• _Предоставленный отрывок_:
>>>
В конце беседы, праздничной, но весьма непринужденной, Чуковский сделал паузу, с лица сошла улыбка. Неожиданно я увидел - волнуется Корней Иванович, микрофон перестал быть технической деталью, стал одушевленным - так смотрел писатель в его сетчатый глаз.
Я тоже молчал. Бывают минуты, когда нельзя вторгаться во внутренний мир собеседника.
- Спасибо, всем спасибо, - заговорил Чуковский. - Конечно, я очень горжусь теми драгоценными приветами, которые прислали мне именитые люди, прославленные нашим народом, - академики, поэты, композиторы, писатели, здесь для меня радость и высокая честь. Но больше всего доставили мне счастье приветствия от незнакомых людей, которых я никогда не видал и едва ли увижу, от читателей, которые обласкали меня своей щедрой, великодушной и, право же, незаслуженной мною любовью. Если бы я сделал в литературе в десять раз больше, я и тогда не имел бы ни малейшего права притязать на такую порывистую, хлынувшую из самого сердца, нежную, пылкую и главное совершенно бескорыстную любовь.
Того, что случилось сейчас, я никогда, никак, ни в какой мере, не предполагал. Я счастлив действительно тем, что люди нисколько не официальные, люди труда, с такой сердечностью отнеслись ко мне, хотя это не было какое-то официальное мое торжество. Я почувствовал такую связь с народом, которая действительно выпадает на долю немногих.
За своими писаниями я признаю единственное доброе качество искренность. Я часто писал неумело, но лживо никогда не писал. И вот я думаю, что читатель именно этого требует от своих литераторов: правды. Он простит литератору любые грехи, как прощает их мне, если писатель не плутует.
Одно из выступлений Корней Иванович посвятил тому, чтобы ответить с помощью "Литературных вечеров" своим многочисленным корреспондентам самодеятельным писателям и поэтам.
- С давнего времени меня чуть не ежедневно посещают молодые поэты и обрушивают на меня, беззащитного, тысячи рифмованных строк. Такие же тысячи строк доставляет мне почта. Когда я был моложе, я считал своим долгом часами выслушивать каждого и писать подробнейшие письма по поводу присылаемых мне сонетов, поэм и элегий. Но теперь, на девятом десятке, этот труд мне уже не под силу. Теперь я могу поделиться лишь общим своим впечатлением об этом океане стихов, созданных безвестными авторами в различных республиках, областях и краях СССР.
Это, так сказать, массовый продукт всесоюзной самодеятельности, носящий на себе печать современной эстетики.
<<<
• _Исходные данные_:
>>>
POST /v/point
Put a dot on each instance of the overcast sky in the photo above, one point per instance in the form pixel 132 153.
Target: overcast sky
<<<
• _Обязательные задания_:
A - Ответьте по отрывку о Чуковском на вопросы:
(i) Чьи приветствия доставили Чуковскому больше всего счастья?
(ii) Какое единственное доброе качество он признаёт за своими писаниями?
(iii) На каком десятке лет ему стало не под силу подробно отвечать каждому молодому поэту?
B - Воспроизведите из отрывка о Чуковском без изменений фрагмент, начиная со слов «В конце беседы, праздничной, но» и заканчивая словами «его сетчатый глаз.».

• _Ответы по заданиям_:
A -
(i) Незнакомых людей, читателей, которых он никогда не видал.
(ii) Искренность.
(iii) На девятом.

B -
В конце беседы, праздничной, но весьма непринужденной, Чуковский сделал паузу, с лица сошла улыбка. Неожиданно я увидел - волнуется Корней Иванович, микрофон перестал быть технической деталью, стал одушевленным - так смотрел писатель в его сетчатый глаз.